WORK TO COMPLETE: The result should be an exact copy of only the lines from the one holding "Where can the dog's mouth" through the last line of the data below, please, without pictures.

★ ★ ★ ★ ★ ★ ★

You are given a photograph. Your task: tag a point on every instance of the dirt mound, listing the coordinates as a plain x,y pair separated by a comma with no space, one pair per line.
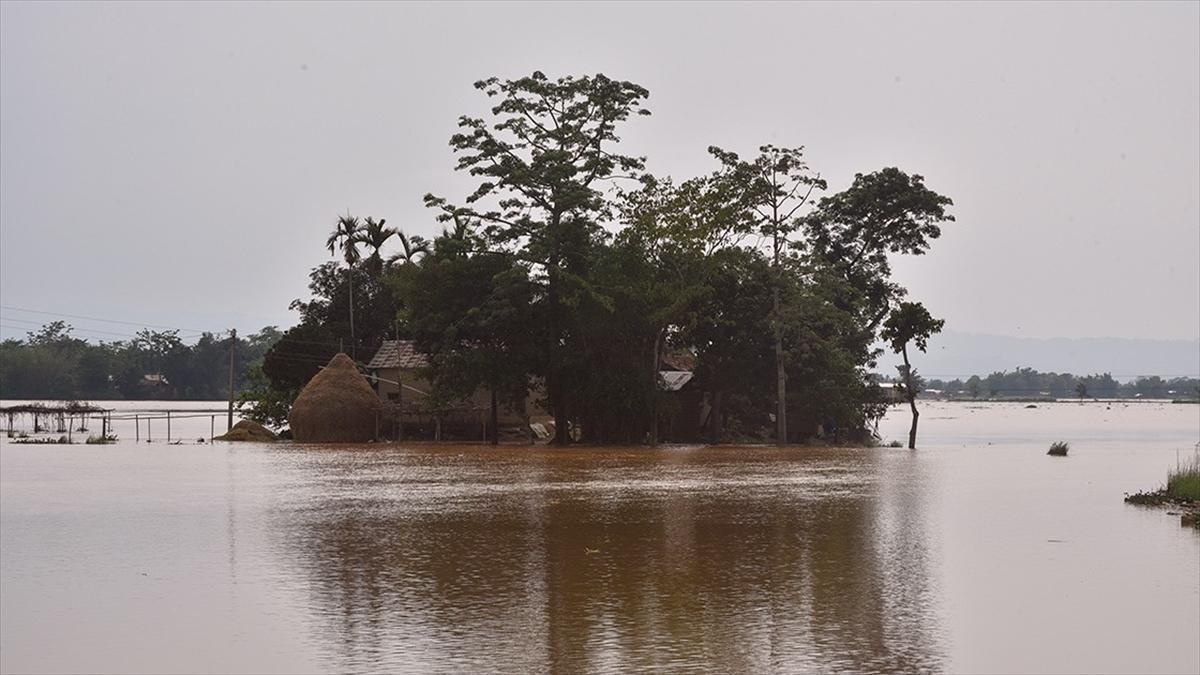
247,430
336,406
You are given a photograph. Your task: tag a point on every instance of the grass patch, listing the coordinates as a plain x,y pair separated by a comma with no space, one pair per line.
1059,448
1183,482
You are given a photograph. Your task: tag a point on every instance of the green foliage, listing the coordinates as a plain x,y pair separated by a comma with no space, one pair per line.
262,402
52,364
1183,482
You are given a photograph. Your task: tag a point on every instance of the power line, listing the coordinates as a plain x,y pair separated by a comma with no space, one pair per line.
77,329
103,320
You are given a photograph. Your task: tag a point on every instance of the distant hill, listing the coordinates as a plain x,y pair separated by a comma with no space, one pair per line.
963,354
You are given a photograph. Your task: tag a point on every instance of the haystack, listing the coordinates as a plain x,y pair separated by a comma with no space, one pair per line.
336,406
247,430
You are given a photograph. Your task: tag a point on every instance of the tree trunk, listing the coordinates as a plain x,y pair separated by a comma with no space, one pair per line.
780,378
715,426
495,420
912,399
654,389
349,284
555,377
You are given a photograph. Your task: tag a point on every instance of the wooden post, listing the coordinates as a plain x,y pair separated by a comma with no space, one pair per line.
233,345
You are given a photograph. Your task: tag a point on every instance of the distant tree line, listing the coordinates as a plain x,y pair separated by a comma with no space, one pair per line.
51,363
570,270
1026,382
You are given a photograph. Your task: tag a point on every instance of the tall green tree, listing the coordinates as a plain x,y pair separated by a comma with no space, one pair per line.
910,323
375,234
881,213
346,237
544,160
473,314
778,184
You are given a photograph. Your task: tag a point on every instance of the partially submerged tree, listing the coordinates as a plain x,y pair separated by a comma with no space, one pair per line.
910,322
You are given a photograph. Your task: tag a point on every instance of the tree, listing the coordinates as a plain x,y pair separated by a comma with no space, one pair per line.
881,213
346,237
472,314
910,322
375,234
543,161
669,233
778,183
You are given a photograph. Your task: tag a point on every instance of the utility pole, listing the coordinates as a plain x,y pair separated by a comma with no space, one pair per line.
233,346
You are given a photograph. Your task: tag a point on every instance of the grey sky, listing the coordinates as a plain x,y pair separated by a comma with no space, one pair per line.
181,165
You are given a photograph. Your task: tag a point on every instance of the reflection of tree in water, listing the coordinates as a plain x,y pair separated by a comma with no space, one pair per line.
571,563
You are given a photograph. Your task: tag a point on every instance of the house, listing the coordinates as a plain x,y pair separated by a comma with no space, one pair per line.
397,372
397,366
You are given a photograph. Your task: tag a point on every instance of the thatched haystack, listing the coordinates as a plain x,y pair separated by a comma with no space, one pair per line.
336,406
247,430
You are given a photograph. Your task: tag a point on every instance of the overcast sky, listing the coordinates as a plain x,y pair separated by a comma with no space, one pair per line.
181,165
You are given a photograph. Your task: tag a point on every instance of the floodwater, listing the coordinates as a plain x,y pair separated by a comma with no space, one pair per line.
975,554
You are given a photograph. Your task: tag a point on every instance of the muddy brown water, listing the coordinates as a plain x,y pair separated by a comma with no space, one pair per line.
977,553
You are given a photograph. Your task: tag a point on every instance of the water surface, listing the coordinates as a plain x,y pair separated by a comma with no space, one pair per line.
976,553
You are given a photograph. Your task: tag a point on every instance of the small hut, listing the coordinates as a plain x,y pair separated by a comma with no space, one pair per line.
336,406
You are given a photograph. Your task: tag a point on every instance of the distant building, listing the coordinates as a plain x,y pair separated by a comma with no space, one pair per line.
399,375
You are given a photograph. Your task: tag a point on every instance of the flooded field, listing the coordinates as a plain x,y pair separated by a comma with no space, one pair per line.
975,554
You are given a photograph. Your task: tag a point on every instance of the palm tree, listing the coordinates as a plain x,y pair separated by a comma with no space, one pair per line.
412,245
346,237
375,234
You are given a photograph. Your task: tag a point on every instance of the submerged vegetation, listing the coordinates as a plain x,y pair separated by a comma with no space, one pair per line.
1183,481
1182,489
52,363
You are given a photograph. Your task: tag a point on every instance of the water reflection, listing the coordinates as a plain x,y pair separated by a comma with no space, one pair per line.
731,560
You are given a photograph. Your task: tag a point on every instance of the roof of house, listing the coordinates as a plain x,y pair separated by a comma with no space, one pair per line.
673,380
677,360
399,353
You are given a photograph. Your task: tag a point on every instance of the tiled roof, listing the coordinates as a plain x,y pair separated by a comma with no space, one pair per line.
397,353
673,380
678,360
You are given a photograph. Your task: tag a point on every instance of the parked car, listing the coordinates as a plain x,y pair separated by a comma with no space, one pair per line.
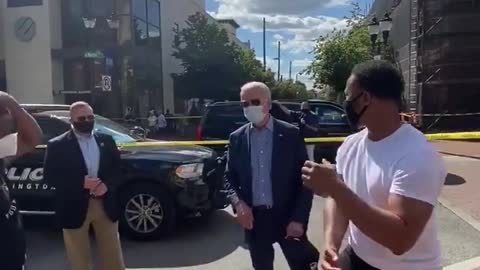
222,118
332,119
168,181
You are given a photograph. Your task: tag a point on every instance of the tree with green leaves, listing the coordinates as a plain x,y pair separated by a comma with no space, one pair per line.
338,52
214,67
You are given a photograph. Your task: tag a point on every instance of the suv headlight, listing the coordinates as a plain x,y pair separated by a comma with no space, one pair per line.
189,171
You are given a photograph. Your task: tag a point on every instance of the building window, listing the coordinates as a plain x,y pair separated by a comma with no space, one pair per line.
140,31
103,8
153,12
139,9
146,17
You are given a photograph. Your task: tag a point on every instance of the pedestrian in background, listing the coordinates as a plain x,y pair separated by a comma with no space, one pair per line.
84,168
308,129
263,179
162,122
170,122
152,121
12,145
387,181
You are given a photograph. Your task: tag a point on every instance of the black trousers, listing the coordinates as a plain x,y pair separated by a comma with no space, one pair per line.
350,261
12,243
300,253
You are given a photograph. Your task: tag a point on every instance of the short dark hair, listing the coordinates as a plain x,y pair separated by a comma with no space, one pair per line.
381,79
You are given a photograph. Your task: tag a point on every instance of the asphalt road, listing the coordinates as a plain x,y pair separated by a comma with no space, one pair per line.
217,243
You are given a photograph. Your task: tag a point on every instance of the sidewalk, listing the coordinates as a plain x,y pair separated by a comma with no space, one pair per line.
461,191
459,148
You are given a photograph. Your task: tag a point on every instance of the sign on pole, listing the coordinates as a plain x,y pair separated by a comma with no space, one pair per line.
106,83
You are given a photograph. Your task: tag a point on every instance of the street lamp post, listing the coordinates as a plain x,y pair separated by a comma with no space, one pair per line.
89,23
278,61
379,31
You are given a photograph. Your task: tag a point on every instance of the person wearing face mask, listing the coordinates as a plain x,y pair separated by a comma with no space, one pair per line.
12,145
385,185
263,183
84,168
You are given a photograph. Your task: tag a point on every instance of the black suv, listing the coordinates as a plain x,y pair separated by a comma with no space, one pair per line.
172,181
222,118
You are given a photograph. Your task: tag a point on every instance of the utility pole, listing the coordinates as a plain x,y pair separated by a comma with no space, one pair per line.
264,45
290,71
278,59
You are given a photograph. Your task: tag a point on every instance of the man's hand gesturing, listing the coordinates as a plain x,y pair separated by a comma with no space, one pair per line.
244,215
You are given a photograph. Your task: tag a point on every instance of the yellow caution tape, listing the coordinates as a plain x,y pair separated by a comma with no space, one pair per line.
459,136
475,135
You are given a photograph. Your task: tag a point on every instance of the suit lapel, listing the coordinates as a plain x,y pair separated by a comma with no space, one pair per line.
276,155
248,163
101,148
78,151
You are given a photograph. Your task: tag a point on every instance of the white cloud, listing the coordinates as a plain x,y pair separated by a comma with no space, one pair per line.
285,18
285,7
278,37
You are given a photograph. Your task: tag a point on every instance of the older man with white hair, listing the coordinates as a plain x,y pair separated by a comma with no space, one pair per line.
263,178
83,167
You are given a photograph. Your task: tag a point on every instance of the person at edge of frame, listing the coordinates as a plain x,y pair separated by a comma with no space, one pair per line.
13,144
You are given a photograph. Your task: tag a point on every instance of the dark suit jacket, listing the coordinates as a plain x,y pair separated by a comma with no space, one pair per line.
290,198
65,169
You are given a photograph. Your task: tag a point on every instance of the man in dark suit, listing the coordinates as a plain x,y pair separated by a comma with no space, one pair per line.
263,179
84,167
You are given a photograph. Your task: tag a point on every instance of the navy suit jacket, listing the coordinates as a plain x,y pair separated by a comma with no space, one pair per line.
65,169
290,198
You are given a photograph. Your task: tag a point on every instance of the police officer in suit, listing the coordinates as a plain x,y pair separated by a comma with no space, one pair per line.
84,167
263,179
27,136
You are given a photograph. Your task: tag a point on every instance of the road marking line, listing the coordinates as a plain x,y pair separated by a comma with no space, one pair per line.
471,264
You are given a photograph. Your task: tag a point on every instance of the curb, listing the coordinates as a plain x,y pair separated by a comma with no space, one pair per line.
460,213
470,264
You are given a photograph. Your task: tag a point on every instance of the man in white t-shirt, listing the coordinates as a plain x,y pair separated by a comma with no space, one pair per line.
12,243
386,184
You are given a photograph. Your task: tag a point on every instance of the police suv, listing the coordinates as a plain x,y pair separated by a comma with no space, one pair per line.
159,183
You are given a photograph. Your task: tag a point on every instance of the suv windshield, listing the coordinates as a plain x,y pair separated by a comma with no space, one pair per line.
103,125
119,133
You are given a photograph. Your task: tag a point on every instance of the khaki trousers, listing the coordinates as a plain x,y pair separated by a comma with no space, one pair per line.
77,241
310,151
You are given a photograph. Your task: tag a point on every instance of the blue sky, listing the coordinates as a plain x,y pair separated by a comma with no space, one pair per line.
294,23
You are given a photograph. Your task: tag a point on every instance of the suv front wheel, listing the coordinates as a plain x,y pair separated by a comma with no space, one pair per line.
147,212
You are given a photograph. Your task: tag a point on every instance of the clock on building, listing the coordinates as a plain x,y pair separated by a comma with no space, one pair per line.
25,29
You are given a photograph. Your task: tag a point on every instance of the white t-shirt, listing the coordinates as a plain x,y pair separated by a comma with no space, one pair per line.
404,163
8,145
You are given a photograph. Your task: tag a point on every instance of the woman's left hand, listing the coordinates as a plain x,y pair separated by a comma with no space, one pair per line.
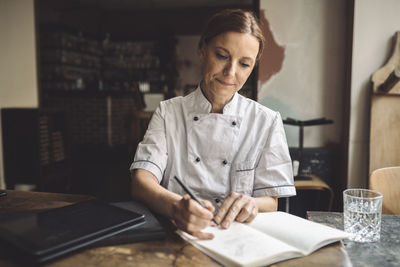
239,207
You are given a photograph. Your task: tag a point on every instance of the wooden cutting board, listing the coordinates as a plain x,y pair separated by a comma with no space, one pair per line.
384,147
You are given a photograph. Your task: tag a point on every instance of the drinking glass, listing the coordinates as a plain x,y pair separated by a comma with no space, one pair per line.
362,214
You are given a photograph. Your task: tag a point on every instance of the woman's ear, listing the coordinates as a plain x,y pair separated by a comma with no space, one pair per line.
202,53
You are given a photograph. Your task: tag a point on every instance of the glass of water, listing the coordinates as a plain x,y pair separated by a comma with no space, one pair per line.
362,214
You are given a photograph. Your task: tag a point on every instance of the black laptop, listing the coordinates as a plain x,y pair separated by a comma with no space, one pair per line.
46,235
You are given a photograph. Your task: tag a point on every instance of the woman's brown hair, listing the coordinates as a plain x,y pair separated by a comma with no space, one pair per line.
233,20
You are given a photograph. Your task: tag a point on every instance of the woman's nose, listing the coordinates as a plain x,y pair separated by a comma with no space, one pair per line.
229,69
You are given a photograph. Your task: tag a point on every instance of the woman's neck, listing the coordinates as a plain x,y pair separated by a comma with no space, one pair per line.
217,102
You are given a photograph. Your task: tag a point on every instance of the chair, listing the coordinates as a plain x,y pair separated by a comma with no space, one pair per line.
387,181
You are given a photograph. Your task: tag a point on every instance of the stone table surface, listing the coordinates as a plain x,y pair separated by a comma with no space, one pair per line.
385,252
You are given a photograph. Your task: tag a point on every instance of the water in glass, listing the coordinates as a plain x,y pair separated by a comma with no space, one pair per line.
362,214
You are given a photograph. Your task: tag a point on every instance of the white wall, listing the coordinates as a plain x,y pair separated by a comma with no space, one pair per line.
18,79
375,22
310,83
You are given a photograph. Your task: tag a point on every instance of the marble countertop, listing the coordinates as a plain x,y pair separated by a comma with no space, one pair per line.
385,252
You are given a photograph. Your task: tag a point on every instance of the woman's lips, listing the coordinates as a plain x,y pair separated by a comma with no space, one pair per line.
225,83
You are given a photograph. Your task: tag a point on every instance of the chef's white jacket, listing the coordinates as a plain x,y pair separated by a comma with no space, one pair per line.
244,149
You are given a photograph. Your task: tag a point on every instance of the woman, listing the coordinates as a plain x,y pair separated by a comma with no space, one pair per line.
230,150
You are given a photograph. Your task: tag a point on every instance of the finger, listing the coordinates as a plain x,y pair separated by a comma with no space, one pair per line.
195,208
234,210
188,215
207,204
202,235
247,213
226,205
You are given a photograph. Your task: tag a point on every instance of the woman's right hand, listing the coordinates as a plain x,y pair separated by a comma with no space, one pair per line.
191,217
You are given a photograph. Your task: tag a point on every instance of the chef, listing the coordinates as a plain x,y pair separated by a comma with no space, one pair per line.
229,150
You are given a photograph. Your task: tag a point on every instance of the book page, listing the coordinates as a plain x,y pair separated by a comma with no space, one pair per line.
242,245
303,234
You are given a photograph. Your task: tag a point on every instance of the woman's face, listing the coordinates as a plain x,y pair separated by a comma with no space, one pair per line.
228,60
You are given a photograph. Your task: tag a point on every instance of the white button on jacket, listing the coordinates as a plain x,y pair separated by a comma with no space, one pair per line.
242,150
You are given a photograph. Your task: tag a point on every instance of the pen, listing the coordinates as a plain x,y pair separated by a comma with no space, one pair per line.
192,195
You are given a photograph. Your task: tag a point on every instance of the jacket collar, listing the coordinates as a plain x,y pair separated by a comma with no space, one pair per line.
201,104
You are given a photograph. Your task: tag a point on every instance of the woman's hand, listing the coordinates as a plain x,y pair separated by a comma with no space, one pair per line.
239,207
192,218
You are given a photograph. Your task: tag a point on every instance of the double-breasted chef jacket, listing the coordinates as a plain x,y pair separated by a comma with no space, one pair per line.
244,149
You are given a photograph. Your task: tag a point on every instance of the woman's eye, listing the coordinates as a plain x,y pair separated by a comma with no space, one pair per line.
245,65
221,56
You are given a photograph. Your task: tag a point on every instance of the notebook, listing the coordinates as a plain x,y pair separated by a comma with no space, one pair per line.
46,235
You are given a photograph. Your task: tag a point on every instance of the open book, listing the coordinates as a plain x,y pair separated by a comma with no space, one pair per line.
269,238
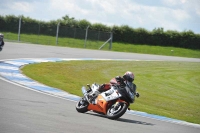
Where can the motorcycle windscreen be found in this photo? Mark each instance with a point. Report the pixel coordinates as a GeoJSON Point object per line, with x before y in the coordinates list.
{"type": "Point", "coordinates": [111, 94]}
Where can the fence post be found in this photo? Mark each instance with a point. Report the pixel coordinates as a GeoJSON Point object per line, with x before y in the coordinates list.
{"type": "Point", "coordinates": [86, 36]}
{"type": "Point", "coordinates": [19, 28]}
{"type": "Point", "coordinates": [57, 33]}
{"type": "Point", "coordinates": [111, 37]}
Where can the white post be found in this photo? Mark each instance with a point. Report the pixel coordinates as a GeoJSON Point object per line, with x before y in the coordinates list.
{"type": "Point", "coordinates": [86, 35]}
{"type": "Point", "coordinates": [19, 28]}
{"type": "Point", "coordinates": [57, 33]}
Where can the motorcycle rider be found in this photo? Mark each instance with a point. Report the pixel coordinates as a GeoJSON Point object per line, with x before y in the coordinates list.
{"type": "Point", "coordinates": [126, 82]}
{"type": "Point", "coordinates": [1, 41]}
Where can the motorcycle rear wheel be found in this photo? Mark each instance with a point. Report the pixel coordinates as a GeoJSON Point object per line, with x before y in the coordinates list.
{"type": "Point", "coordinates": [113, 113]}
{"type": "Point", "coordinates": [82, 105]}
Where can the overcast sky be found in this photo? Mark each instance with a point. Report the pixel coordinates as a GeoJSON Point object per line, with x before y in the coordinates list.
{"type": "Point", "coordinates": [177, 15]}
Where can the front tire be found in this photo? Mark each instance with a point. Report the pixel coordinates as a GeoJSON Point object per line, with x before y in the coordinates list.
{"type": "Point", "coordinates": [114, 113]}
{"type": "Point", "coordinates": [82, 105]}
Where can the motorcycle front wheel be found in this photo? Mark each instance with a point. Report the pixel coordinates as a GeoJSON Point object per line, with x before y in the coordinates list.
{"type": "Point", "coordinates": [114, 112]}
{"type": "Point", "coordinates": [82, 105]}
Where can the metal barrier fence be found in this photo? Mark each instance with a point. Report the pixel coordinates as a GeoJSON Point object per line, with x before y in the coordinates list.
{"type": "Point", "coordinates": [59, 35]}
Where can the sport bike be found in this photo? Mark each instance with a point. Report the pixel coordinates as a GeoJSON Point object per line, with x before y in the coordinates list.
{"type": "Point", "coordinates": [112, 103]}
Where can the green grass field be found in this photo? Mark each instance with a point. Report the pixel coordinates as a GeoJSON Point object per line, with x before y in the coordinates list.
{"type": "Point", "coordinates": [169, 89]}
{"type": "Point", "coordinates": [120, 47]}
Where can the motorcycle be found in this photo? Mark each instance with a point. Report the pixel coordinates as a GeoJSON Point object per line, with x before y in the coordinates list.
{"type": "Point", "coordinates": [112, 103]}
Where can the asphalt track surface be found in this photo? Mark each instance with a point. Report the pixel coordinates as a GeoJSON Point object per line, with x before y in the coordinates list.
{"type": "Point", "coordinates": [25, 111]}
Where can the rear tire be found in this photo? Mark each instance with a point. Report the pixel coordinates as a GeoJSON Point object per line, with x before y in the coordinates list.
{"type": "Point", "coordinates": [116, 113]}
{"type": "Point", "coordinates": [82, 105]}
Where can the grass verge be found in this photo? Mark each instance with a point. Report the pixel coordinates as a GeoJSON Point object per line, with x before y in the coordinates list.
{"type": "Point", "coordinates": [120, 47]}
{"type": "Point", "coordinates": [169, 89]}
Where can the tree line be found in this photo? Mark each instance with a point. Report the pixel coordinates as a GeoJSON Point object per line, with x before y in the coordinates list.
{"type": "Point", "coordinates": [125, 34]}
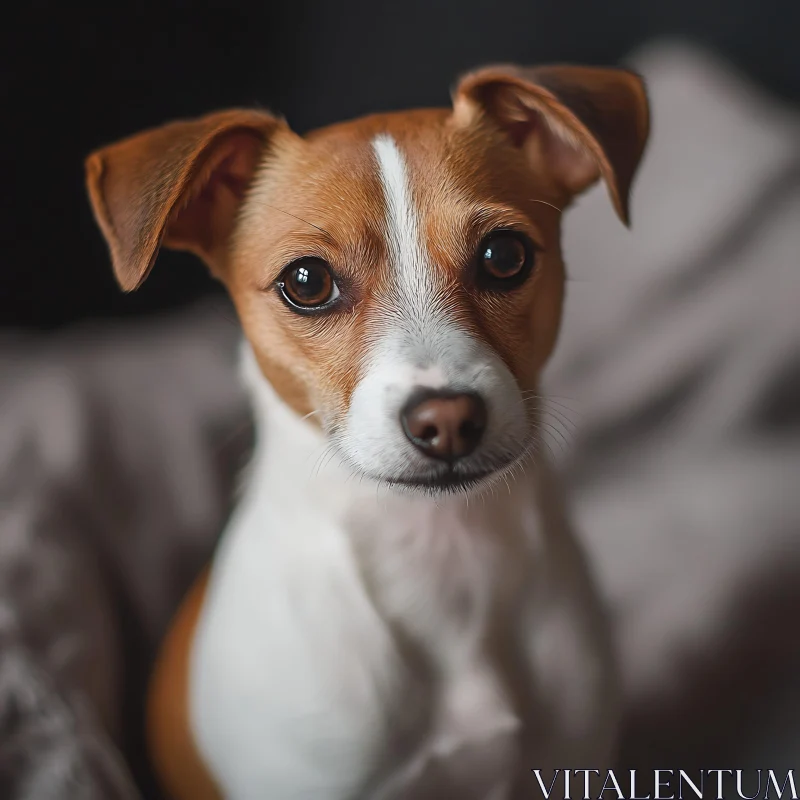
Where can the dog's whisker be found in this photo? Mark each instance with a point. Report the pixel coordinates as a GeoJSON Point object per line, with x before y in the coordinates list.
{"type": "Point", "coordinates": [299, 219]}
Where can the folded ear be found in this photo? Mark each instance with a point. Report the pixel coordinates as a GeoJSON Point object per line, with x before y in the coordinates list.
{"type": "Point", "coordinates": [575, 124]}
{"type": "Point", "coordinates": [180, 185]}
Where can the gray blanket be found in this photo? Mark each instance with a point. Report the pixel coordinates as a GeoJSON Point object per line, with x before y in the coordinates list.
{"type": "Point", "coordinates": [674, 412]}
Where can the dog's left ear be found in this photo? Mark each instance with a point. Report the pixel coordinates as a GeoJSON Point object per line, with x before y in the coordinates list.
{"type": "Point", "coordinates": [180, 185]}
{"type": "Point", "coordinates": [575, 124]}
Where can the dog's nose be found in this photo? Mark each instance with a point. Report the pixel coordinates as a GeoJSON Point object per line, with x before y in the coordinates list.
{"type": "Point", "coordinates": [444, 425]}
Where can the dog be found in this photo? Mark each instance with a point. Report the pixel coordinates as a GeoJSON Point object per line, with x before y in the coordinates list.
{"type": "Point", "coordinates": [398, 608]}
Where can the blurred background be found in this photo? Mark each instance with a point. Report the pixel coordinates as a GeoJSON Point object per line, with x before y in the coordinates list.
{"type": "Point", "coordinates": [75, 79]}
{"type": "Point", "coordinates": [675, 411]}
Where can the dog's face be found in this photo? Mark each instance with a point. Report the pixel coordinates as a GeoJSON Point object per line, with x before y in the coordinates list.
{"type": "Point", "coordinates": [399, 277]}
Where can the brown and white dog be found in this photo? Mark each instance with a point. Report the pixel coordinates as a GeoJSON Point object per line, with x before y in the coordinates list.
{"type": "Point", "coordinates": [398, 608]}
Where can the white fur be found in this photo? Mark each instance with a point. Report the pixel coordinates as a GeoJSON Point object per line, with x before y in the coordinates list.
{"type": "Point", "coordinates": [359, 643]}
{"type": "Point", "coordinates": [420, 346]}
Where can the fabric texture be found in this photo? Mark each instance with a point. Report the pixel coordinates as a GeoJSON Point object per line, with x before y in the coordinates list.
{"type": "Point", "coordinates": [674, 412]}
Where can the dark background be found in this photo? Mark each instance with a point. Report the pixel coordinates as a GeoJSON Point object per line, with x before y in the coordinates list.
{"type": "Point", "coordinates": [75, 78]}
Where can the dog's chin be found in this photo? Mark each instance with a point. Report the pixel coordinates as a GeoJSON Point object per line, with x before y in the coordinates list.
{"type": "Point", "coordinates": [448, 480]}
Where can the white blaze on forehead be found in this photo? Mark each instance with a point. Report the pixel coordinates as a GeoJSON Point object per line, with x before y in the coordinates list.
{"type": "Point", "coordinates": [402, 220]}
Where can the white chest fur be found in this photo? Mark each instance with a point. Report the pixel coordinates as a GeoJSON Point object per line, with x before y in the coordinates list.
{"type": "Point", "coordinates": [361, 644]}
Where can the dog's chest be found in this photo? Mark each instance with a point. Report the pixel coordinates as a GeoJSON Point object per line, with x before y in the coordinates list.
{"type": "Point", "coordinates": [361, 654]}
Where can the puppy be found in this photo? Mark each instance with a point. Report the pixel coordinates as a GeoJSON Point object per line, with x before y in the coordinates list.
{"type": "Point", "coordinates": [398, 608]}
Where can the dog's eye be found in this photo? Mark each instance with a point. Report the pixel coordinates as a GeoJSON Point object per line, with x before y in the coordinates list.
{"type": "Point", "coordinates": [308, 284]}
{"type": "Point", "coordinates": [505, 259]}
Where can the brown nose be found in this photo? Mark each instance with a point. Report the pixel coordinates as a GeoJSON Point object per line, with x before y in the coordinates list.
{"type": "Point", "coordinates": [444, 425]}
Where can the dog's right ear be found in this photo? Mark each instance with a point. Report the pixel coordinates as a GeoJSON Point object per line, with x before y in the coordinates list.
{"type": "Point", "coordinates": [180, 185]}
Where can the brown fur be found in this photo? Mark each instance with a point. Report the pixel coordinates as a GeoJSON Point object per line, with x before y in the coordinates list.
{"type": "Point", "coordinates": [518, 145]}
{"type": "Point", "coordinates": [171, 745]}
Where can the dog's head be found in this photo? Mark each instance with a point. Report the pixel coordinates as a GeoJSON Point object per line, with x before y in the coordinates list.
{"type": "Point", "coordinates": [400, 276]}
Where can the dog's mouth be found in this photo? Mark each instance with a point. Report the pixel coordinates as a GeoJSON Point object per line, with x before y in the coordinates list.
{"type": "Point", "coordinates": [450, 481]}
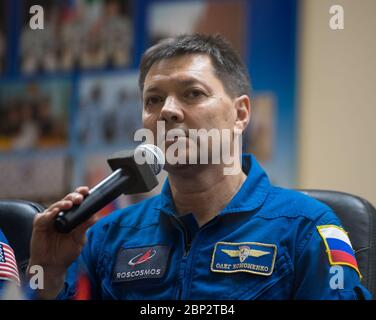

★ ★ ★ ★ ★ ★ ★

ANSWER FOR THE TASK:
Where can the dog's mouth be found in this photo? Mark each instance with a point. Report the pixel coordinates as a GeoJSON Point object per line, with x before y in the coordinates list.
{"type": "Point", "coordinates": [450, 481]}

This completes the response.